### [THE PROBLEM]
In the listing, from its first line through the line containing "pixel 215 205", replace "house form" with "standard form" and give those lines again with nothing else changed. Leave the pictures out of your answer.

### [DATASET RECORDS]
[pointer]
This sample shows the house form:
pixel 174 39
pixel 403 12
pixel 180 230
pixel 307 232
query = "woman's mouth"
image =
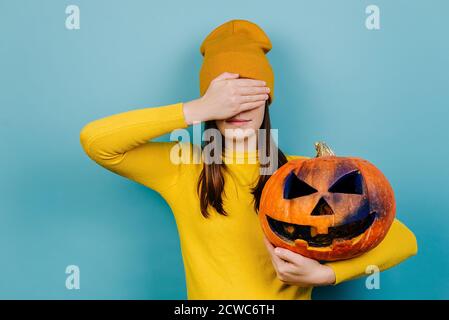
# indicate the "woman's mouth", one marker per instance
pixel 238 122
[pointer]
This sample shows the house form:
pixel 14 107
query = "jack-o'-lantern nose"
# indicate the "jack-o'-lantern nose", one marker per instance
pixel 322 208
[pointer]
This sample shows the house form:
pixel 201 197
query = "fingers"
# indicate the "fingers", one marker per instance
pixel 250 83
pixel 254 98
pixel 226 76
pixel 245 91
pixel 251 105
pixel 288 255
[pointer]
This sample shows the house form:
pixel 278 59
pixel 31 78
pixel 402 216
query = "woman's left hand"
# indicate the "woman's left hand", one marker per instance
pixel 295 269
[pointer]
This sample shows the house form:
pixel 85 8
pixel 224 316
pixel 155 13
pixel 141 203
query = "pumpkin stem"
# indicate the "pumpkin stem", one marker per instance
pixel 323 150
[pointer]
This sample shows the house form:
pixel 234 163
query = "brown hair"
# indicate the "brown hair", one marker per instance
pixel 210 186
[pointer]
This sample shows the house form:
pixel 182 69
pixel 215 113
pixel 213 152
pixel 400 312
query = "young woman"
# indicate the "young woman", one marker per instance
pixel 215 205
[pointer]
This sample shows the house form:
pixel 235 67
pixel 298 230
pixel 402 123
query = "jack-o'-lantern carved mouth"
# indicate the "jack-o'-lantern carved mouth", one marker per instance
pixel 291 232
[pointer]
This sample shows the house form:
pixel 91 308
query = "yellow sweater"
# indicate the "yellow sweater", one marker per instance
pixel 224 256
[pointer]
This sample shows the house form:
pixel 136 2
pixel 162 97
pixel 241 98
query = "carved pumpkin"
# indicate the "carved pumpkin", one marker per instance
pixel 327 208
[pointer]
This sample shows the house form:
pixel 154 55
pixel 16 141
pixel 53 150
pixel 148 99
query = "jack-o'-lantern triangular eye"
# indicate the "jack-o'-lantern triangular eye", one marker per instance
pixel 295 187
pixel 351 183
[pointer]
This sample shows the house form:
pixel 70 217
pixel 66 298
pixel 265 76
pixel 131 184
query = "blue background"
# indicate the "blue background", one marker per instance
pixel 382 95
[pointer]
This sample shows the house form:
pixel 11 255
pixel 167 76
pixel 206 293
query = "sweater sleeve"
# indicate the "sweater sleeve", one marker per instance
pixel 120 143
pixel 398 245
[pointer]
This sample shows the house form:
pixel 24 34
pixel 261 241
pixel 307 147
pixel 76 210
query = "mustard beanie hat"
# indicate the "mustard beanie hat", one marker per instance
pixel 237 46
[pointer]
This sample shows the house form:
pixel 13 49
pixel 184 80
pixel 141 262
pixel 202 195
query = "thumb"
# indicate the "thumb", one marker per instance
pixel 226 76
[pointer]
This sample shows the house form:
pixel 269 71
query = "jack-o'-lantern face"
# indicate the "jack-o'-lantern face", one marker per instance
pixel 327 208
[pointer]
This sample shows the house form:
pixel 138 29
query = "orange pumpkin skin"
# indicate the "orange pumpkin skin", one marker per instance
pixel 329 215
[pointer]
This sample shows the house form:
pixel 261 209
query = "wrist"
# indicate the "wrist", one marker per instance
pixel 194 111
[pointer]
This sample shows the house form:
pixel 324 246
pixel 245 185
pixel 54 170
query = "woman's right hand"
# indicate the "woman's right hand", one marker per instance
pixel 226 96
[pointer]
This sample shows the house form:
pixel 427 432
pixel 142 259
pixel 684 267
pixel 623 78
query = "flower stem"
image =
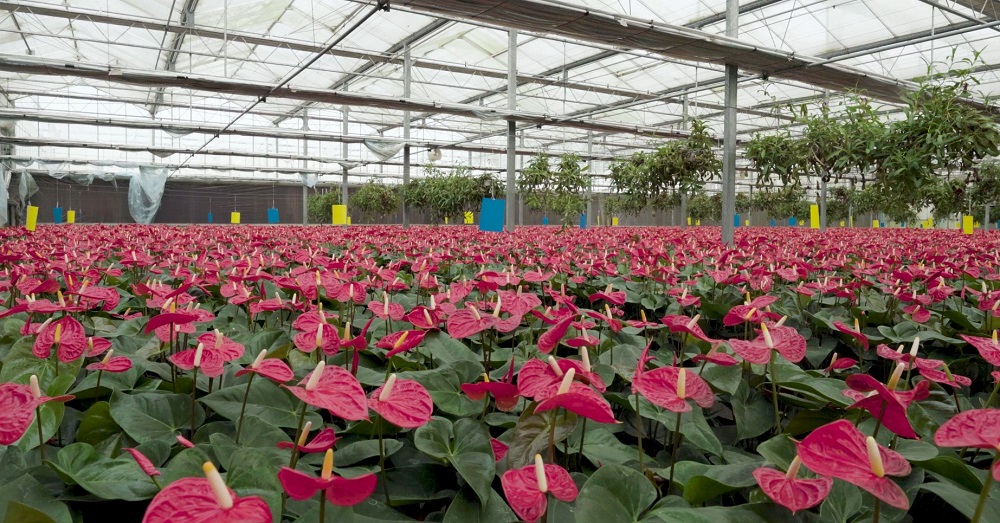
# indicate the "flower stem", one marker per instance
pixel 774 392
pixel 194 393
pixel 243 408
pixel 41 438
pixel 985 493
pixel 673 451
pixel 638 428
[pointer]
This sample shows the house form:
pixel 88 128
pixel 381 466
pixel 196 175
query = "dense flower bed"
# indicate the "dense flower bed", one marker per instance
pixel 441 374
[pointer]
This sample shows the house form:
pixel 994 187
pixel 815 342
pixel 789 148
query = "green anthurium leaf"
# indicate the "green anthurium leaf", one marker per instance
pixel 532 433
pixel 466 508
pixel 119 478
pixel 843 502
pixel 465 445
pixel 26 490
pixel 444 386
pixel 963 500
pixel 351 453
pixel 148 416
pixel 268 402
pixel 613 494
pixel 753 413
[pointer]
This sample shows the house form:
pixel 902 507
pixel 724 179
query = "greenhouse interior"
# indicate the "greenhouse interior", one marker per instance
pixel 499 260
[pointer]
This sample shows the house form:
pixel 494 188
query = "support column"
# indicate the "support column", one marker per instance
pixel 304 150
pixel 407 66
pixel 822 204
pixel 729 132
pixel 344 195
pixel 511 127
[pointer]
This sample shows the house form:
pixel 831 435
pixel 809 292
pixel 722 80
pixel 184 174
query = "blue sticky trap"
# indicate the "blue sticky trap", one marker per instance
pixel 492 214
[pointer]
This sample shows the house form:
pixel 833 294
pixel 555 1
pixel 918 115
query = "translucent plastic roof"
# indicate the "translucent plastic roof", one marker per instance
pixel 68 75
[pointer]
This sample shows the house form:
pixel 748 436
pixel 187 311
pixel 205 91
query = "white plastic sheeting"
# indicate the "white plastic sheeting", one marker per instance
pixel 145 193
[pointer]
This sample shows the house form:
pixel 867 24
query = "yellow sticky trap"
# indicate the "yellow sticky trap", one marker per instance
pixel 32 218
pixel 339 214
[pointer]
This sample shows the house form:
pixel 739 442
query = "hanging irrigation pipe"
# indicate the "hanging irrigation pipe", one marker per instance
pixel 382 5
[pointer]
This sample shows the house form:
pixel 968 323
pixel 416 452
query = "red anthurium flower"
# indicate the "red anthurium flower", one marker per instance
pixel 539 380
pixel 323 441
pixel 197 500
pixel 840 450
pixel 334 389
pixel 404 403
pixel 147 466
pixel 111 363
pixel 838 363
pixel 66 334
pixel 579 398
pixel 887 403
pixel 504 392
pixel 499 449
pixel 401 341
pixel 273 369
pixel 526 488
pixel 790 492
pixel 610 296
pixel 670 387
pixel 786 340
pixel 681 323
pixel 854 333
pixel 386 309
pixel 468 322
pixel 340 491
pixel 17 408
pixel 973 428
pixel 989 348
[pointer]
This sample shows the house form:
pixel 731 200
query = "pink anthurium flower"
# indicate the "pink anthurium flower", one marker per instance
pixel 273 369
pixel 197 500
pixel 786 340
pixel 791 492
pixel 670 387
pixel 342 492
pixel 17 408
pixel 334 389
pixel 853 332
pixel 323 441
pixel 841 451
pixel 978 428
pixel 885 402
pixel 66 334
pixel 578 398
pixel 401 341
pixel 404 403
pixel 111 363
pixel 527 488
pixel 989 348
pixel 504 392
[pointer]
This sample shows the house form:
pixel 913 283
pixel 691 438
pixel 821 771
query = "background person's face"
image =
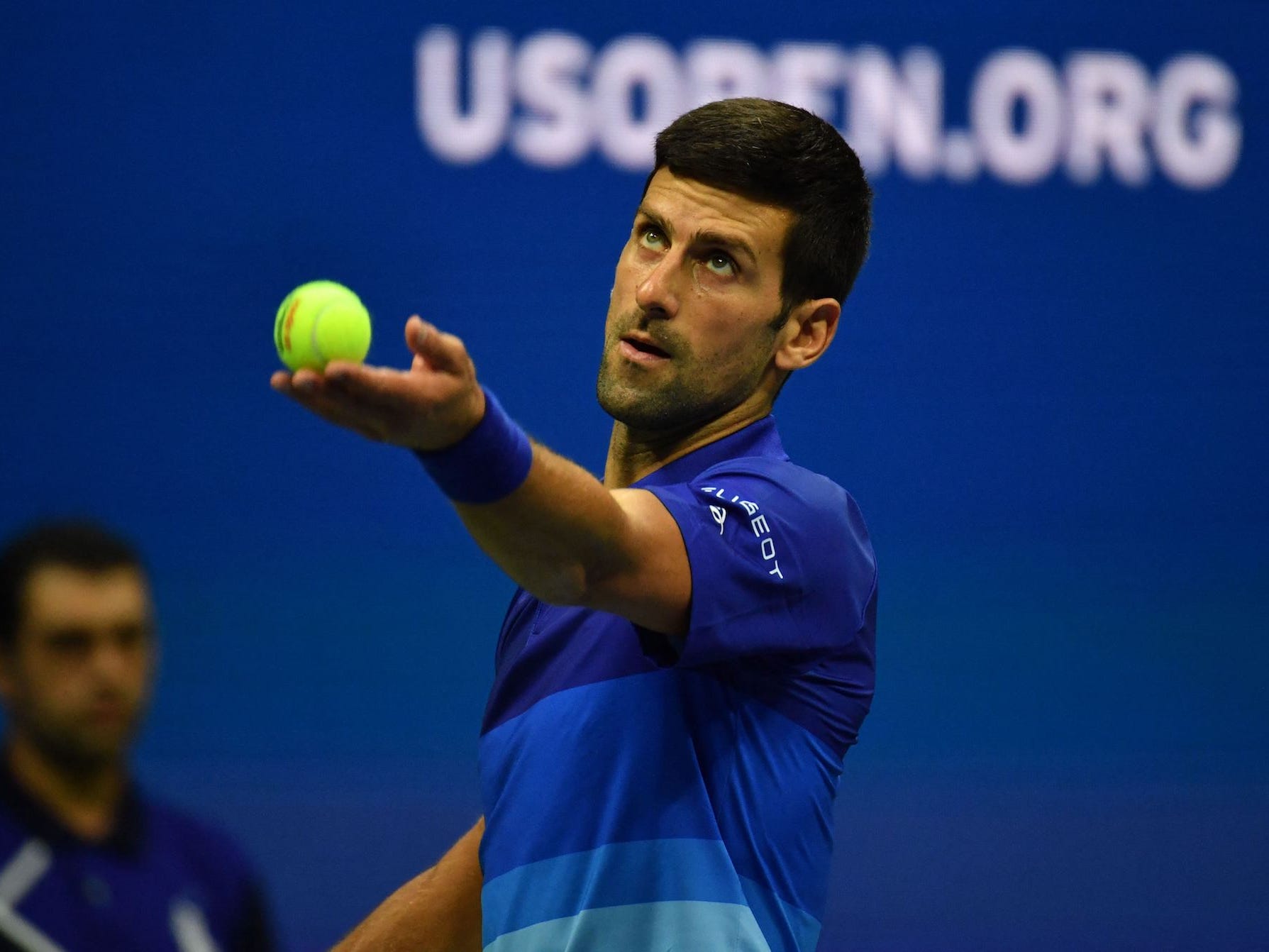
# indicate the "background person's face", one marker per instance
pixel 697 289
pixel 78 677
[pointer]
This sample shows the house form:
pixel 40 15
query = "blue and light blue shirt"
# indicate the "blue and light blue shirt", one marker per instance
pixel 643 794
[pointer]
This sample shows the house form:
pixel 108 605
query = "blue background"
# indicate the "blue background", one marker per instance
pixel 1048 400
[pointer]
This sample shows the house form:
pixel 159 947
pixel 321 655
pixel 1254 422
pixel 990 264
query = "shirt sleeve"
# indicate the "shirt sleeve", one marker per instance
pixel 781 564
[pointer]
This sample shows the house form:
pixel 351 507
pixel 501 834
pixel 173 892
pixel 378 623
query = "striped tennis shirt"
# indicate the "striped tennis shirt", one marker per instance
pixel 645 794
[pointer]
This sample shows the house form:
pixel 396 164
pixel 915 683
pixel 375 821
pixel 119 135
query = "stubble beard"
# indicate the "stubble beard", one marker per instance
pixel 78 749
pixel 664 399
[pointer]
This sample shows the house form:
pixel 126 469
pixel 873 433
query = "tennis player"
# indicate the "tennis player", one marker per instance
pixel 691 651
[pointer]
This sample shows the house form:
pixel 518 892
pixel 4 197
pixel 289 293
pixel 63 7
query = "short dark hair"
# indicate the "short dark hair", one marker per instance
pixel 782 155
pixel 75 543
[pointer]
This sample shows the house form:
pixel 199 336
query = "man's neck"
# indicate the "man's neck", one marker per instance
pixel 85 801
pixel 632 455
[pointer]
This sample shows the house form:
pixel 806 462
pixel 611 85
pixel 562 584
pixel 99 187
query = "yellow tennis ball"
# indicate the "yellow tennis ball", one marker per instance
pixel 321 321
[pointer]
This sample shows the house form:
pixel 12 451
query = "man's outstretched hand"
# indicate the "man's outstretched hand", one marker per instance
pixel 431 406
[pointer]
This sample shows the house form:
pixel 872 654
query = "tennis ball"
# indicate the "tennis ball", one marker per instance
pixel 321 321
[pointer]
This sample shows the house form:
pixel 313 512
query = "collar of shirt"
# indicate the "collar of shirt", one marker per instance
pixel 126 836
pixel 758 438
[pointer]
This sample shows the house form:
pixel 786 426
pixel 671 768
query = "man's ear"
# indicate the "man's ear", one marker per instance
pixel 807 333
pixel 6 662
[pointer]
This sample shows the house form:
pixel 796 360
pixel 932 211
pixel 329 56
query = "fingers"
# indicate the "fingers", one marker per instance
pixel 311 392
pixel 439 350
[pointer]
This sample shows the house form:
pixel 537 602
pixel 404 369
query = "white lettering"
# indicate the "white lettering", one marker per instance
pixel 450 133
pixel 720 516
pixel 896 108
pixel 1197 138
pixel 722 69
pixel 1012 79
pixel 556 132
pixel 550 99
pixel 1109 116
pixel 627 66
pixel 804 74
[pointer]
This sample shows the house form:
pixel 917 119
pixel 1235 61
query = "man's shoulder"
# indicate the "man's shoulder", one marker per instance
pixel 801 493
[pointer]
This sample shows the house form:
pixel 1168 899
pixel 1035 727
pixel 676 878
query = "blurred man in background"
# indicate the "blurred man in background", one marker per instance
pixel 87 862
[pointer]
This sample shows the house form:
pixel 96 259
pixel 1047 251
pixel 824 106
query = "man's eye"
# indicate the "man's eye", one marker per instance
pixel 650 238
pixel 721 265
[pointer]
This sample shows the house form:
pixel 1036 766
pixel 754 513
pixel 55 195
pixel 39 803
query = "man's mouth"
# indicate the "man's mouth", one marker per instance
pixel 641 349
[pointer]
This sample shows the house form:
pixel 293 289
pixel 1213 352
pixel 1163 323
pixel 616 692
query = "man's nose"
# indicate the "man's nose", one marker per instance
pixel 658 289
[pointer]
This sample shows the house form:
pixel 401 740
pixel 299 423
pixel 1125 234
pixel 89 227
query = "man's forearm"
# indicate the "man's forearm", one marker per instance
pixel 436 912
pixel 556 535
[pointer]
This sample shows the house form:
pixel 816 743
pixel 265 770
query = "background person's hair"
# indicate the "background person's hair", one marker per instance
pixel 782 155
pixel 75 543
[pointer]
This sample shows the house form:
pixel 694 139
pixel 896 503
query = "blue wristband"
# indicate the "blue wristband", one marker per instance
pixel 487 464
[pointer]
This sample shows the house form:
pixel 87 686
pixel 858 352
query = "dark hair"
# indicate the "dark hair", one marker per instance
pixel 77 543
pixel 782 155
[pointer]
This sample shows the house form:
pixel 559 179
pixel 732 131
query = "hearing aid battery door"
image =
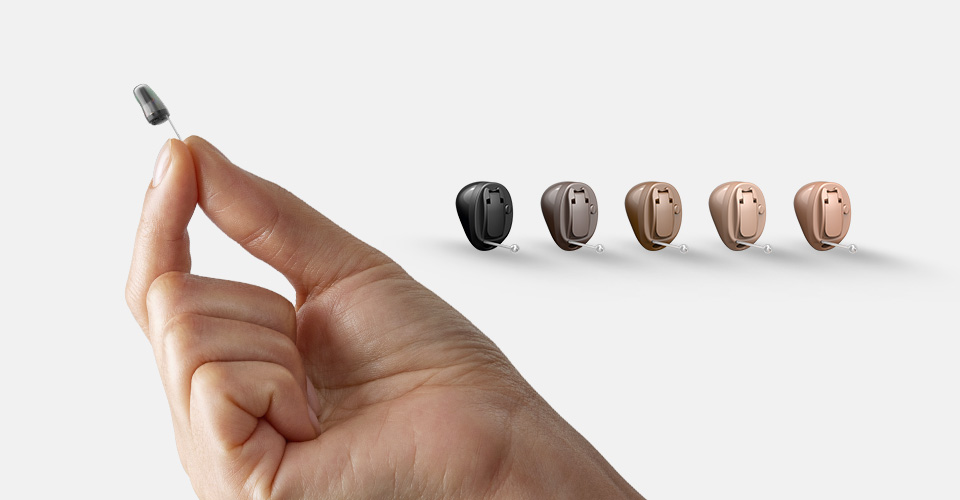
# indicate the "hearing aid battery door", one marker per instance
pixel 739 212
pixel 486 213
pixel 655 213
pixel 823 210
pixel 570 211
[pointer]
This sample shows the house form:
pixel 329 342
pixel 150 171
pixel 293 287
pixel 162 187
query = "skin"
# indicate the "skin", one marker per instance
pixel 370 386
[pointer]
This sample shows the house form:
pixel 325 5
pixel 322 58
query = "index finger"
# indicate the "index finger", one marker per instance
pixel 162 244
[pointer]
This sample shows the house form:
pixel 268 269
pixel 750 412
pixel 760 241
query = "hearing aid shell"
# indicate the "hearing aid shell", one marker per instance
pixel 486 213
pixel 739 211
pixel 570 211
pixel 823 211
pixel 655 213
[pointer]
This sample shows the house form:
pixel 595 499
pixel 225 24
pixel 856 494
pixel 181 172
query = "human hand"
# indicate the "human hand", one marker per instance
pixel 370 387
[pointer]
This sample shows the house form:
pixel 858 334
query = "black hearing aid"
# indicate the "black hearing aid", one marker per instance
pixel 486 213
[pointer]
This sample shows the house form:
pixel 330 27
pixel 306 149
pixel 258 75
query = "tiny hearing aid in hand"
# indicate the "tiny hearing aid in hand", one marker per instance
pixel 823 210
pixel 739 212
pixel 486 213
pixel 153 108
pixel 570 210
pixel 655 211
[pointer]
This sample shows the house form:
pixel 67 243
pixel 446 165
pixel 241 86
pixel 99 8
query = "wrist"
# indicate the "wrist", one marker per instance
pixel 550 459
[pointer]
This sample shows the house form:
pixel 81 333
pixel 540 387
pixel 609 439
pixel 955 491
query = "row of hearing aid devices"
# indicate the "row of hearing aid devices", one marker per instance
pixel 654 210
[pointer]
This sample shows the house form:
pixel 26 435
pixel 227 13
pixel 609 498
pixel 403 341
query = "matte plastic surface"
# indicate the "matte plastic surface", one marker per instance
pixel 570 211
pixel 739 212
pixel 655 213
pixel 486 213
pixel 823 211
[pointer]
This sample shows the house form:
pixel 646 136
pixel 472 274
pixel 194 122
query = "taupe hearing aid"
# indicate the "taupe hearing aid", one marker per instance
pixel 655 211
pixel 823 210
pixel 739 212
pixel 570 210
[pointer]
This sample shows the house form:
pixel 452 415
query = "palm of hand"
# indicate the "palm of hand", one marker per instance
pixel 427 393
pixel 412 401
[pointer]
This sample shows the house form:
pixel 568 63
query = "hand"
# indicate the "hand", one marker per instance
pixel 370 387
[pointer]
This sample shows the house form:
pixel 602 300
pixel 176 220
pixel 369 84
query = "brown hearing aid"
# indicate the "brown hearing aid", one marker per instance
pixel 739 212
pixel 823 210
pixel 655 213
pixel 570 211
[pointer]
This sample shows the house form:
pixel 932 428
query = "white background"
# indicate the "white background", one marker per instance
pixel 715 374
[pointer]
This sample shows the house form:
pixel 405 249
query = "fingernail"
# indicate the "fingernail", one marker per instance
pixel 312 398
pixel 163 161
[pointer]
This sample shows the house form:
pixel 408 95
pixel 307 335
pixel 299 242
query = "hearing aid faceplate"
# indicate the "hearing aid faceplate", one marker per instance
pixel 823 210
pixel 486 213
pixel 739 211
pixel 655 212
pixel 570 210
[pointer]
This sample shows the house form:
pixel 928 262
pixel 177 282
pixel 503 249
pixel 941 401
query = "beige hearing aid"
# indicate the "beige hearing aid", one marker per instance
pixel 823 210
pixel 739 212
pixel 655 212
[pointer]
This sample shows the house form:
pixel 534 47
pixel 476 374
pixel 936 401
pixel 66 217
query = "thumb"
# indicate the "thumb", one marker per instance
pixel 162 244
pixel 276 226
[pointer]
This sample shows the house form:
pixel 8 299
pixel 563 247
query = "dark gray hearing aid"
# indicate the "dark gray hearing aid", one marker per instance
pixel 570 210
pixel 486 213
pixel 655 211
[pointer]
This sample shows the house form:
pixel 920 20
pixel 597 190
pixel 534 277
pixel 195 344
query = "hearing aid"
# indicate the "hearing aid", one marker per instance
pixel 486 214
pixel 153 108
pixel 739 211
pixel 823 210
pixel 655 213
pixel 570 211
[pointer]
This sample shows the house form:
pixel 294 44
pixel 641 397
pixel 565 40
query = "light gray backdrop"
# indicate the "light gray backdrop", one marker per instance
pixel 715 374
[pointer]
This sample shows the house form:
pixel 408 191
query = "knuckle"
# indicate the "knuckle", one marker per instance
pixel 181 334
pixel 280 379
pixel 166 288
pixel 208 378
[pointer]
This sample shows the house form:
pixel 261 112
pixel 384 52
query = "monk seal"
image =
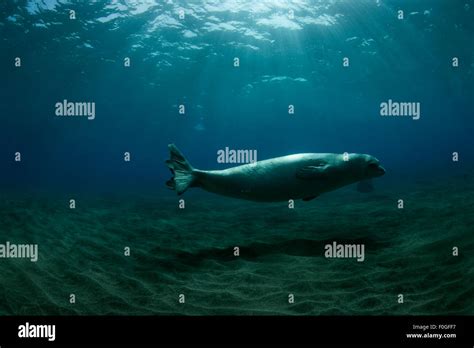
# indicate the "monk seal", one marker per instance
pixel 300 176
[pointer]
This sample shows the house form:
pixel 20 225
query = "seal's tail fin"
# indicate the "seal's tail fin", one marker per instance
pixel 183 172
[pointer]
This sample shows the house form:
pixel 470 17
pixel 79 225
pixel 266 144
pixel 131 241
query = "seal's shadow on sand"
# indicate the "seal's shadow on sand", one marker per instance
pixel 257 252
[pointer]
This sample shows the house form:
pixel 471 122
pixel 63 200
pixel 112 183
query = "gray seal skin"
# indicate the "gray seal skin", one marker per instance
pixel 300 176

### [RESULT OF THE EXERCISE]
[pointer]
This sample shows the standard form:
pixel 174 39
pixel 403 12
pixel 180 230
pixel 307 232
query = "woman's mouth"
image =
# indicate the "woman's mouth", one marker per instance
pixel 238 122
[pointer]
This sample shows the standard form:
pixel 14 107
query = "jack-o'-lantern nose"
# indicate the "jack-o'-lantern nose", one marker per instance
pixel 322 208
[pointer]
This sample shows the standard form:
pixel 201 197
query = "fingers"
# indicate the "fingers", one marker per instance
pixel 250 83
pixel 254 98
pixel 226 76
pixel 245 91
pixel 251 105
pixel 288 255
[pointer]
This sample shows the standard form:
pixel 278 59
pixel 31 78
pixel 402 216
query = "woman's left hand"
# indicate the "woman's left hand", one marker per instance
pixel 295 269
[pointer]
This sample shows the standard form:
pixel 85 8
pixel 224 316
pixel 155 13
pixel 141 203
query = "pumpkin stem"
# indicate the "pumpkin stem", one marker per instance
pixel 323 150
[pointer]
This sample shows the standard form:
pixel 234 163
query = "brown hair"
# indicate the "brown hair", one marker per instance
pixel 210 186
[pointer]
This sample shows the standard form:
pixel 182 69
pixel 215 113
pixel 213 152
pixel 400 312
query = "young woman"
# indicate the "young woman", one marker per instance
pixel 215 205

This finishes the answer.